--- Begin ---
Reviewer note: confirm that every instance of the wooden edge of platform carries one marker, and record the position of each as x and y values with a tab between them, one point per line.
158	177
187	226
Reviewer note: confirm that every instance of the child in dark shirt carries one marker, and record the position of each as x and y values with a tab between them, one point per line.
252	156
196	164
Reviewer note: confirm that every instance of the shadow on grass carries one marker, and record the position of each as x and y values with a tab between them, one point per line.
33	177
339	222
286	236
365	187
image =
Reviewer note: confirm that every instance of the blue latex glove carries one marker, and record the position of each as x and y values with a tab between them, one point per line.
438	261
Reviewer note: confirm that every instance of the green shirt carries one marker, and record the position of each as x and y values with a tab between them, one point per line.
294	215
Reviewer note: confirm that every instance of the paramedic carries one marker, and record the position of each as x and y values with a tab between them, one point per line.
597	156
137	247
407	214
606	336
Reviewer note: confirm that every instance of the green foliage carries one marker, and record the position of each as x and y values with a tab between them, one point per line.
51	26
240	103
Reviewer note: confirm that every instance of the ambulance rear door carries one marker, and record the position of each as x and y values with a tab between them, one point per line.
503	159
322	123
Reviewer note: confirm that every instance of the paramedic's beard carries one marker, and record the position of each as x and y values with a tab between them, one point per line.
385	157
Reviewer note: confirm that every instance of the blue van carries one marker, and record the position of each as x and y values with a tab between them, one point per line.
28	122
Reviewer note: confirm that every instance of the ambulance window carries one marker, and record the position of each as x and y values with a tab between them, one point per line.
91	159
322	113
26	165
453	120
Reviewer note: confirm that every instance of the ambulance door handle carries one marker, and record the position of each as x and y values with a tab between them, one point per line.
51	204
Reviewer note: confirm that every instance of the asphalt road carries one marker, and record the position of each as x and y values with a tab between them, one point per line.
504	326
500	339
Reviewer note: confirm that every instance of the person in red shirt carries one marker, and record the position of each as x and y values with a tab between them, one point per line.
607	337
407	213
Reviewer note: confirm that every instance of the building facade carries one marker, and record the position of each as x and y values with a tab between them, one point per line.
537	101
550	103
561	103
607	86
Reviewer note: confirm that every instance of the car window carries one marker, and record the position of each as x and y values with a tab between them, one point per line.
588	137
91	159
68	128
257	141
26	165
--- End ---
> [Problem]
Rewrite the listing starting at the line containing "the paramedic carries" and ending at its last line, replacing "ambulance" with "emergency vehicle" and leaving everything else as it is.

> [Finished answer]
Reviewer note: confirm that every instance of the paramedic carries one marker, and record the position of each as x and y values with a tab between them, one point per line.
597	156
137	247
407	214
606	336
Reviewer note: confirm that every instance of the green foliage carries one marker, and record the position of each as x and y values with a tab between them, one point per line.
51	26
240	103
Reviewer note: confirm that every instance of the emergency vehicle rear door carries one marker, and record the position of each as x and y values with a tab between them, one point per line.
503	159
322	123
Reviewer note: confirm that every instance of the paramedic's beard carries one marker, and record the position of each as x and y values with a tab between them, one point per line.
385	157
Reviewer note: confirm that every instance of the blue van carries one marker, and record the position of each as x and y values with a tab between them, one point per line.
28	122
Reviewer note: confirm that every instance of the emergency vehicle window carries one marker, and record the position of each as x and y values with a tab between them, one point per line.
91	159
322	113
26	165
453	120
Reviewer note: confirm that every instance of the emergency vehicle door handle carries one marker, and record the position of each as x and y values with a tab between them, one point per line.
51	204
Reviewer note: confirm that every instance of the asphalt road carries one marker, and record the position of each as x and y values with a tab between them, one point per line.
504	326
500	339
Reviewer note: confirm that every instance of the person in red shirt carries one marker, and record the position of each as x and y values with a tab between them, one point per line.
607	337
407	213
Reviewer note: confirm that every instance of the building facade carries one marker, and record the position of each as x and y values with a tab between them, one point per line.
537	101
550	103
561	103
607	86
Reviewer note: confirm that every instance of the car window carries one marker, and record the position of each as x and y values with a tab between them, one point per line.
588	137
91	159
68	128
257	141
26	165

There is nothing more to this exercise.